## Passage provided
BEGIN

Care of Creation

World Day of Prayer for the Care of Creation 

To help us celebrate Pope Francis’ Care of Creation day and to accompany us on our journey to the feast of St Francis, Carmody Grey offers us some thought and reflections to stimulate us in our reading and re-reading of Laudato Si’ and help move us and our communities – whether that be family, neighbourhood, or parish – into action.

Join us each as we embrace the challenge to be a people who cherish the gift of creation and seek to wonder in the blessing of God around us.


Brothers and sisters of the natural world

6 October 2017

St. Francis of Assisi is the “the guide and inspiration” of Pope Francis’ entire papacy.  He is the patron of ecology, the natural environment, and all who work to protect creation.  This spiritual giant was known in his own time as a ‘second Jesus’. 

For Pope Francis, the saint of Assisi “shows us just how inseparable is the bond between concern for nature, justice for the poor, commitment to society, and interior peace.”  Laudato Si’ often expresses a concern that care for nature and human beings can in our own time become separated.  Secular ‘nature spirituality’ often expresses this kind of dualism.  In contrast, the life and teaching of St. Francis witness to a deep spiritual unity between nature and humanity.  For him, a love of the poor and a love of the natural world imply one another, and cannot ever be opposed.

Pope Francis does not tire of reminding us that the saint of Assisi names the creatures of the natural world as ‘brother’ and ‘sister’.  The Pope recognises that we might find this language silly or trite.  It seems perhaps like a child’s fairytale, a fluffy sentimentalism.  But to react in this way, the Pope warns, is to miss the revolution of life and behaviour such a way of thinking demands.  It is not simply to please us or warm us that this fraternal imagery is used.  Rather it reflects the reality, which is that we are all creatures of the one God, who is the same source and loving Father of all. 

St. Francis’ fraternal care for all creatures is the only appropriate response to the truth of our faith: every creature is in Christ.  “Christ has taken unto himself this material world and now, risen, is intimately present to each being, surrounding it with his affection and penetrating it with his light.” 

This truth places upon us a tremendous obligation.  Human beings, whom God has asked to ‘till and keep’ this earth, are the most responsible of all God’s creatures.  We are the ones God has tasked with bringing this creation to its fulfilment.  To cultivate care, affection and concern for the living creatures who share this earth with us is an intrinsic part of our human vocation.  This care and concern, the Pope soberly reminds us, are not optional, but obligatory. 

As though anticipating our reluctance, Pope Francis points to the example of Jesus, who says of the birds of the air that “not one of them is forgotten before God” (Lk 12:6).  “How then”, he asks, “can we possibly mistreat them or cause them harm?”

Laudato Si’ is nothing if not demanding.  If we treated every creature as our brother or sister, our lives would have to change very drastically.  The only word for this is ‘conversion’.

Question for Reflection:

How would my life change if I really saw God’s creation as a single family, and God’s creatures as my brothers and sisters? 

Would I shop differently?  Eat differently?  Talk differently?  Pray differently?


The Catholic faith – a vision of all that exists

29 September 2017

Laudato Si’ was not well-received in all quarters.  Some people said that popes have no business meddling in science.  The Church’s leaders, it was said, have authority to speak on ‘faith and morals’, but should stay out of politics, economics, and scientific debate.

END

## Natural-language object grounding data
BEGIN

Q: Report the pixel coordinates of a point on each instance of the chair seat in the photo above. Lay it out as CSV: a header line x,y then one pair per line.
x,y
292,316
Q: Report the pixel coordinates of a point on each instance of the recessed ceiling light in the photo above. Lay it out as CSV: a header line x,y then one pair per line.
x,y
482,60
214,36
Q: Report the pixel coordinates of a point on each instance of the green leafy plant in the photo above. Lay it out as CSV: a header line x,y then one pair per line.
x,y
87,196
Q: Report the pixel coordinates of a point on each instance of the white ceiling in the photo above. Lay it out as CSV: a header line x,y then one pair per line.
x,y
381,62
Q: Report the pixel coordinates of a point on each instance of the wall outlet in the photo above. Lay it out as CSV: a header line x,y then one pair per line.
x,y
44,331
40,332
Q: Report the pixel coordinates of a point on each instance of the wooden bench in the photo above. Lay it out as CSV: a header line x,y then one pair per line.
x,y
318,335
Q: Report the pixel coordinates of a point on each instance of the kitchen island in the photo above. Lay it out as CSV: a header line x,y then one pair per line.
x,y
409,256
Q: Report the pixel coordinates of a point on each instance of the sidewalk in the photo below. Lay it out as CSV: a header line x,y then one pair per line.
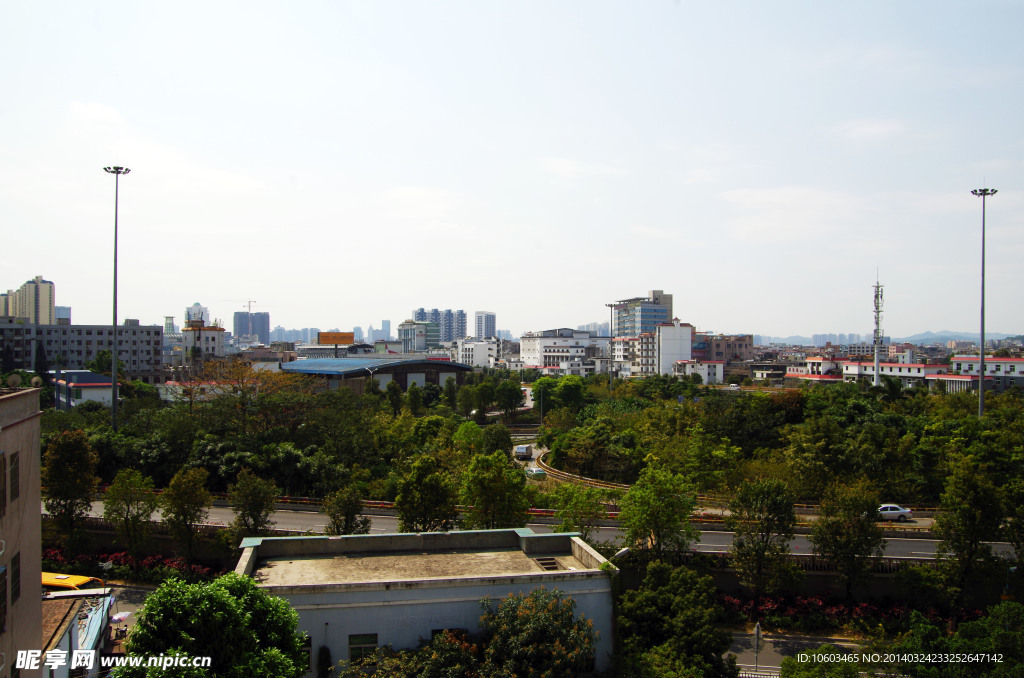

END

## Activity
Copy from the Care of Creation reflections the part starting with "How would my" and going on through "differently?  Pray differently?".

## Answer for the task
How would my life change if I really saw God’s creation as a single family, and God’s creatures as my brothers and sisters? 

Would I shop differently?  Eat differently?  Talk differently?  Pray differently?